[Passage given]
Haskell code littered with TVar operations and functions taking many arguments: code smell?

Question

I'm writing a MUD server in Haskell (MUD = Multi User Dungeon: basically, a multi-user text adventure/role-playing game). The game world data/state is represented in about 15 different IntMaps. My monad transformer stack looks like this: ReaderT MudData IO, where the MudData type is a record type containing the IntMaps, each in its own TVar (I'm using STM for concurrency):

data MudData = MudData { _armorTblTVar    :: TVar (IntMap Armor)
                       , _clothingTblTVar :: TVar (IntMap Clothing)
                       , _coinsTblTVar    :: TVar (IntMap Coins)

...and so on. (I'm using lenses, thus the underscores.)

Some functions need certain IntMaps, while other functions need others. Thus, having each IntMap in its own TVar provides granularity.

However, a pattern has emerged in my code. In the functions that handle player commands, I need to read (and sometimes later write) to my TVars within the STM monad. Thus these functions end up having an STM helper defined in their where blocks. These STM helpers often have quite a few readTVar operations in them, as most commands need to access a handful of the IntMaps. Furthermore, a function for a given command may call out to a number of pure helper functions that also need some or all of the IntMaps. These pure helper functions thus sometimes end up taking a lot of arguments (sometimes over 10).

[Extracted records]

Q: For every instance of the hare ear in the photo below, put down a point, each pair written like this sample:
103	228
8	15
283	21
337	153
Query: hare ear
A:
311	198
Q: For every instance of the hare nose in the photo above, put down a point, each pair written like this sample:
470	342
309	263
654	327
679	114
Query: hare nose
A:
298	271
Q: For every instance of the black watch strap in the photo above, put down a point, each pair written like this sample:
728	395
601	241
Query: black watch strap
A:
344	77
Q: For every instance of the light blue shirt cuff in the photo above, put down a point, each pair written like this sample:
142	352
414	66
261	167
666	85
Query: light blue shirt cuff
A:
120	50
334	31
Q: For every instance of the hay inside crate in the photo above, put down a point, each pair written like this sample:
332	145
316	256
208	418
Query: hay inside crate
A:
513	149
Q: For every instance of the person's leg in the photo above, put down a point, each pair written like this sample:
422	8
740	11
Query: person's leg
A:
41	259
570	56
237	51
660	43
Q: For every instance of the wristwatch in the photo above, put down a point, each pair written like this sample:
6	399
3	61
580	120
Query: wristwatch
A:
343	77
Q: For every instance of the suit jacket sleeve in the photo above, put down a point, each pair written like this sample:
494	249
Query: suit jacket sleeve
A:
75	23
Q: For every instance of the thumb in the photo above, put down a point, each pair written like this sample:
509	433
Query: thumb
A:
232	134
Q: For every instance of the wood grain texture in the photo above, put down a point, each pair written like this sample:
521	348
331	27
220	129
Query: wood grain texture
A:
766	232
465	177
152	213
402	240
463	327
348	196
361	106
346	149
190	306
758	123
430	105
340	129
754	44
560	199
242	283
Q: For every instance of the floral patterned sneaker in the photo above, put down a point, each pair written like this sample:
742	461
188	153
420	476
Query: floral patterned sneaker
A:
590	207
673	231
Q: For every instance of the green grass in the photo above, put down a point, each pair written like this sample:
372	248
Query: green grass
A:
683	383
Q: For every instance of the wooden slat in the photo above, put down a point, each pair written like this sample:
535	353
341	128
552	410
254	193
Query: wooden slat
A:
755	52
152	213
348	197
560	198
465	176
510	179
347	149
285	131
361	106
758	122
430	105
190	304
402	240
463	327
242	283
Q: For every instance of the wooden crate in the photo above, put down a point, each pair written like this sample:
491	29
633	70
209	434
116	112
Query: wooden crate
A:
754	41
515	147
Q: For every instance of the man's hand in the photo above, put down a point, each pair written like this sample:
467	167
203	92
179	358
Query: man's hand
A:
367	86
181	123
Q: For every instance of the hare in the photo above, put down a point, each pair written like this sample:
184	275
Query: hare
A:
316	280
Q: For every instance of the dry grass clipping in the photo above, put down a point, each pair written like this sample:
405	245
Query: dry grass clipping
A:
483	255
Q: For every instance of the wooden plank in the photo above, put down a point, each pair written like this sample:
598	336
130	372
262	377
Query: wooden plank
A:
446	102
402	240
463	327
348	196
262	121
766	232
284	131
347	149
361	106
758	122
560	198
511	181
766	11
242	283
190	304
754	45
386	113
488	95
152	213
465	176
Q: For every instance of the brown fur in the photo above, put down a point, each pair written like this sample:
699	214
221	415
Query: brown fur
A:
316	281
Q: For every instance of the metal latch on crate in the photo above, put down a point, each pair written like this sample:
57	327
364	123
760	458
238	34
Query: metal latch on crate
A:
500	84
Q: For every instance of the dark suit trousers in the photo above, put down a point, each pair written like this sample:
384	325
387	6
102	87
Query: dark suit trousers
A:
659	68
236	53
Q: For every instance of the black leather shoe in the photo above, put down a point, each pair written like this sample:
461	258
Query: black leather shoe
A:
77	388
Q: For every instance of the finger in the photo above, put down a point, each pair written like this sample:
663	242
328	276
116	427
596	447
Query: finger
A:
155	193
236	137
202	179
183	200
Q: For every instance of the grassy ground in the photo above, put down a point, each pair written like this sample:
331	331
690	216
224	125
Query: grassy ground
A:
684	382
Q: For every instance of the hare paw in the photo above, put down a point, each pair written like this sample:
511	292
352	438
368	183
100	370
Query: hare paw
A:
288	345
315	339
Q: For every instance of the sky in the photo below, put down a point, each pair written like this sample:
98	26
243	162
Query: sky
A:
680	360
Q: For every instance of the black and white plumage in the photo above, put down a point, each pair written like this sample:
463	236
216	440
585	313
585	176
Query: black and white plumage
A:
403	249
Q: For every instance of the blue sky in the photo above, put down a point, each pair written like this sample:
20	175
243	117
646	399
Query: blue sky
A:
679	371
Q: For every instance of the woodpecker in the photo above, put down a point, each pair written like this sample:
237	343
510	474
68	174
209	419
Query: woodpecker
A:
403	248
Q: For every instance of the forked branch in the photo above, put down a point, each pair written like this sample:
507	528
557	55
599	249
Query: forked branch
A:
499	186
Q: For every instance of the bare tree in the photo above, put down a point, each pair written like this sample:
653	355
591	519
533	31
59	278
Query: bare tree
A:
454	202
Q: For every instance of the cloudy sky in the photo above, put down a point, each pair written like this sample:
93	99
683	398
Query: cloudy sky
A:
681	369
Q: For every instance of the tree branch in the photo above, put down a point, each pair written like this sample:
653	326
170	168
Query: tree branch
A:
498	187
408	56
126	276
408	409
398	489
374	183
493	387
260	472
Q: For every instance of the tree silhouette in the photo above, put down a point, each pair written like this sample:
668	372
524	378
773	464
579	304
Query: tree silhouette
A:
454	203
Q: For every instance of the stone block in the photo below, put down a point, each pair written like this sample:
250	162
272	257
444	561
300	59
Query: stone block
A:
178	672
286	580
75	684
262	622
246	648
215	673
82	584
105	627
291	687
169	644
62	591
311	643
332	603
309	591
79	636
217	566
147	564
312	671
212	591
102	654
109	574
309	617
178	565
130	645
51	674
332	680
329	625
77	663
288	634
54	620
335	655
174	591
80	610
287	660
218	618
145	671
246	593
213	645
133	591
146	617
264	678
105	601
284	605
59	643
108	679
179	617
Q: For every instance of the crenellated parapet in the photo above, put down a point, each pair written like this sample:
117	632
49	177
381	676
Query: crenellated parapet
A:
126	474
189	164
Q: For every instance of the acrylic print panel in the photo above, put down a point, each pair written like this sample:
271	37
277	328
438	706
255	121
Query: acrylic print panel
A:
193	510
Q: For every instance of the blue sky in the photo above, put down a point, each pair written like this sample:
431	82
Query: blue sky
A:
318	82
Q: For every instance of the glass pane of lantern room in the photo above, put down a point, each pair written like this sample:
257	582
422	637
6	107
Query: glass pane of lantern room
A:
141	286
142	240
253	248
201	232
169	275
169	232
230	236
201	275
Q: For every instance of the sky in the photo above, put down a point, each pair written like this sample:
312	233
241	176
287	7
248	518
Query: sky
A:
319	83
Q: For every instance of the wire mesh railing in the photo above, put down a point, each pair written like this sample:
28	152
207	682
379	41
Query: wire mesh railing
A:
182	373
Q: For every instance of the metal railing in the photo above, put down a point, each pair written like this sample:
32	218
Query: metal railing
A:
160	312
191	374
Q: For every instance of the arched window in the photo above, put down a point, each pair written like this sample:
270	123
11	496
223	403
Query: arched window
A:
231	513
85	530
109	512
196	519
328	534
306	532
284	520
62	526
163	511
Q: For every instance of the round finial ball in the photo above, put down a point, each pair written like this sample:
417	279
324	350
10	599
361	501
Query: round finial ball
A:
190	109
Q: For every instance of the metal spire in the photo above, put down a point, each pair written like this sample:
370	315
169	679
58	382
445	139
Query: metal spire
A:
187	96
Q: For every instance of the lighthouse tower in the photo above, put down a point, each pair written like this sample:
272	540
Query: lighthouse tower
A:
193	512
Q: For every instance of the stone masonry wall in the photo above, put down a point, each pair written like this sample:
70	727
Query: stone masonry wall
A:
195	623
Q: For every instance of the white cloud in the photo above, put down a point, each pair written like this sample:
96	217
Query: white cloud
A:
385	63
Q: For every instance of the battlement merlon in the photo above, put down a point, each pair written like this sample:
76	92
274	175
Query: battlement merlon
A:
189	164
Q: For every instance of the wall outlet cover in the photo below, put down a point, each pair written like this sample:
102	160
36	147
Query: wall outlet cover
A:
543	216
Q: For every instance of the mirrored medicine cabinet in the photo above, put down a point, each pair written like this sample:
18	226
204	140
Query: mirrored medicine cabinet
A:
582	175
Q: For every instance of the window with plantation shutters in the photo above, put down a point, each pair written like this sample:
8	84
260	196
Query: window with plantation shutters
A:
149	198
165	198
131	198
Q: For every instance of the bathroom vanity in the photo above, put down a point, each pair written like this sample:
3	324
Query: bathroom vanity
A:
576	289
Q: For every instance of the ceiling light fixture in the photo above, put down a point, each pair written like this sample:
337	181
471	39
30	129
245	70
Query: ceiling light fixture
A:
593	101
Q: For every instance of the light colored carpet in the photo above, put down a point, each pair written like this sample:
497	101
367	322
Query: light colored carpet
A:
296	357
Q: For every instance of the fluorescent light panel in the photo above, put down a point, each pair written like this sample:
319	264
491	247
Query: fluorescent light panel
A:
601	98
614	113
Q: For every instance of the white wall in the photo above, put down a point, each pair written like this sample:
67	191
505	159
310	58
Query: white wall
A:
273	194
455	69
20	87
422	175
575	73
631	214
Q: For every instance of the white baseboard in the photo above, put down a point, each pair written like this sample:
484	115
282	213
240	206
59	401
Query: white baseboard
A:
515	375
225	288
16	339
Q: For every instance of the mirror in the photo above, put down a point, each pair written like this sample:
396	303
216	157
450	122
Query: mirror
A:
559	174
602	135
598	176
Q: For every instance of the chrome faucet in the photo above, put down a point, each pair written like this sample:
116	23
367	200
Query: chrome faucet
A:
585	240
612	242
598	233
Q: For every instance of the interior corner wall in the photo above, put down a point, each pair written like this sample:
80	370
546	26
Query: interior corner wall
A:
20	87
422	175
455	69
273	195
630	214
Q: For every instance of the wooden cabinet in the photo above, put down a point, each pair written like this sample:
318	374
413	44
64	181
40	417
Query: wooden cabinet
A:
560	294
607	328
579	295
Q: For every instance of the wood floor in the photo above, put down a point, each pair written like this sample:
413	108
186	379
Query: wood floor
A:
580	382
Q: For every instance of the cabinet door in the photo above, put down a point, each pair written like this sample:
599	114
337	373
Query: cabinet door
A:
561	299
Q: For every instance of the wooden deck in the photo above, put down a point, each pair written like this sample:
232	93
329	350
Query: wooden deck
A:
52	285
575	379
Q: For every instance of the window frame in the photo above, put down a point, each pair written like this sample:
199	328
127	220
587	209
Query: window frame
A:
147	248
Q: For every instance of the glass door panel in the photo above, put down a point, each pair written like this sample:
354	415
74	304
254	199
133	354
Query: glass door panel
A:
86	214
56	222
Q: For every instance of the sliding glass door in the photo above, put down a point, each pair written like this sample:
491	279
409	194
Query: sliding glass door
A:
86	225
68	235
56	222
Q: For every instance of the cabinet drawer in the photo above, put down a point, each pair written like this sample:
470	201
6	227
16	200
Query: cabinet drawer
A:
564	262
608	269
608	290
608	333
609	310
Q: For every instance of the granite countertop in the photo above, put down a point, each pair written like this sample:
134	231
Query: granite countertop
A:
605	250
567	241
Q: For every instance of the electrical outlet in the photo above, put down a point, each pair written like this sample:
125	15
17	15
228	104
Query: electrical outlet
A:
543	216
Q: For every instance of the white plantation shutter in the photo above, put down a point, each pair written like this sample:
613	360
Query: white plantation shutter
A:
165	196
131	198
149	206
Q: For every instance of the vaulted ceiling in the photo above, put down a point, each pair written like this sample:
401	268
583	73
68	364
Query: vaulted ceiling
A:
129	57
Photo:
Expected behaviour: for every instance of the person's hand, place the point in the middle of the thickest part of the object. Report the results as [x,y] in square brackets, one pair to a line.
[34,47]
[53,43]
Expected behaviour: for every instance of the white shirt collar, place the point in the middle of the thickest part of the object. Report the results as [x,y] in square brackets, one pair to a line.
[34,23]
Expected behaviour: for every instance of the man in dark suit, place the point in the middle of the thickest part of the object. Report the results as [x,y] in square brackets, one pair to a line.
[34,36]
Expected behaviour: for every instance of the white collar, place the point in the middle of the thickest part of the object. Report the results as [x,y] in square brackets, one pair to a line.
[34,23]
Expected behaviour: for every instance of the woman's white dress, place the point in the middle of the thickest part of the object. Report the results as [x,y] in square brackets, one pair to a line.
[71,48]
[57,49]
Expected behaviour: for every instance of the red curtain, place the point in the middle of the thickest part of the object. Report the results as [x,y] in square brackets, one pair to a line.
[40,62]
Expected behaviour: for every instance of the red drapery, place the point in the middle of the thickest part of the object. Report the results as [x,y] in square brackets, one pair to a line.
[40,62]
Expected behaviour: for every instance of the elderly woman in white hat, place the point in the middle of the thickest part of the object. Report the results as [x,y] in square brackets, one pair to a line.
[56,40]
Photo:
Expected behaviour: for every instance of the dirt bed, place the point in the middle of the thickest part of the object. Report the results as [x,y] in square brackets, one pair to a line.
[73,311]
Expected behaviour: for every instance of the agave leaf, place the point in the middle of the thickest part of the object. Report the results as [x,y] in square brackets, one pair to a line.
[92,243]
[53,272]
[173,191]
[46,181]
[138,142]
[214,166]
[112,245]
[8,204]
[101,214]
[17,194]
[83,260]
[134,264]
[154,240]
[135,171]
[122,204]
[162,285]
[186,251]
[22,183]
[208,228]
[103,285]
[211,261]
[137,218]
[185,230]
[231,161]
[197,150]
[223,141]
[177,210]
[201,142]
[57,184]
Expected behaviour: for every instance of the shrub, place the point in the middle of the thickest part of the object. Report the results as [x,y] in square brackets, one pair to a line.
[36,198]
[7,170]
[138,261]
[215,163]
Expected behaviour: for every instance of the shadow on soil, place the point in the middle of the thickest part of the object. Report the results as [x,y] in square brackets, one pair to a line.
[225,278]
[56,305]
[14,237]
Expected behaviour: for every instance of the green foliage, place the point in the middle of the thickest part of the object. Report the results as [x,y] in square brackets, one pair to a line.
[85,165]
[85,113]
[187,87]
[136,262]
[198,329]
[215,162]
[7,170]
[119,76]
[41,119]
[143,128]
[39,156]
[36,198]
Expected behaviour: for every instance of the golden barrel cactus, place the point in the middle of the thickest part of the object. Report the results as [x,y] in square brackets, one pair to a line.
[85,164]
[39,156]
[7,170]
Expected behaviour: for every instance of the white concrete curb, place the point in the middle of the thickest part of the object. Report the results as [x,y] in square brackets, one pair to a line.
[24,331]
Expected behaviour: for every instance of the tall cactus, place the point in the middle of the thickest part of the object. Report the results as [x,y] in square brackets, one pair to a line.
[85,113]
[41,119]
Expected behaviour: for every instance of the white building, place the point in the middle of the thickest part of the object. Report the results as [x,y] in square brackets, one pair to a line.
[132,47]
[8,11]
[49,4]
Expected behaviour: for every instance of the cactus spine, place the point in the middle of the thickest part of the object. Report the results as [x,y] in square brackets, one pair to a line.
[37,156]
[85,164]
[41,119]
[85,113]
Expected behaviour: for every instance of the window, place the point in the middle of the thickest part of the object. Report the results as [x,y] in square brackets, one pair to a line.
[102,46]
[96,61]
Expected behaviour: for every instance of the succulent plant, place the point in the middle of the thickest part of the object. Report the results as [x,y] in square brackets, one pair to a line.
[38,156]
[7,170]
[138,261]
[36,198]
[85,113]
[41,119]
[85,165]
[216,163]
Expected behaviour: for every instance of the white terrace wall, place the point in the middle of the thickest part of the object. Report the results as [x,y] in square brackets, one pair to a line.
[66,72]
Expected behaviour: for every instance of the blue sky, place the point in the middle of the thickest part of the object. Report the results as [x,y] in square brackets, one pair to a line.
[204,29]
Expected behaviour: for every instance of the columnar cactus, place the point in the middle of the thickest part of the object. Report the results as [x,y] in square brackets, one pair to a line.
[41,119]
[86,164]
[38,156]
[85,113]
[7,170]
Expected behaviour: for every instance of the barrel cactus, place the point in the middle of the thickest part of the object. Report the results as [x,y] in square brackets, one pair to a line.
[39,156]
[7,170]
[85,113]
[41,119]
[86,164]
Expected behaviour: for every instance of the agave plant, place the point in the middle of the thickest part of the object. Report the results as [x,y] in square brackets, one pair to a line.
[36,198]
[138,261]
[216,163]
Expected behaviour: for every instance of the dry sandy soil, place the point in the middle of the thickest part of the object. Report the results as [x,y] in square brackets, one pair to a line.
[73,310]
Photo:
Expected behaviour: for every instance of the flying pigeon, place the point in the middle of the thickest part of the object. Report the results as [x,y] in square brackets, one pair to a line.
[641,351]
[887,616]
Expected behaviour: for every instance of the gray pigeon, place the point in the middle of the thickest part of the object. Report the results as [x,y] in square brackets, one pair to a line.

[What is needed]
Rewrite the Haskell question, everything from "Haskell code littered" down to "thus the underscores.)", with "IntMaps" replaced by "Maps". The records play no part in this work.

[Correct output]
Haskell code littered with TVar operations and functions taking many arguments: code smell?

Question

I'm writing a MUD server in Haskell (MUD = Multi User Dungeon: basically, a multi-user text adventure/role-playing game). The game world data/state is represented in about 15 different Maps. My monad transformer stack looks like this: ReaderT MudData IO, where the MudData type is a record type containing the Maps, each in its own TVar (I'm using STM for concurrency):

data MudData = MudData { _armorTblTVar    :: TVar (IntMap Armor)
                       , _clothingTblTVar :: TVar (IntMap Clothing)
                       , _coinsTblTVar    :: TVar (IntMap Coins)

...and so on. (I'm using lenses, thus the underscores.)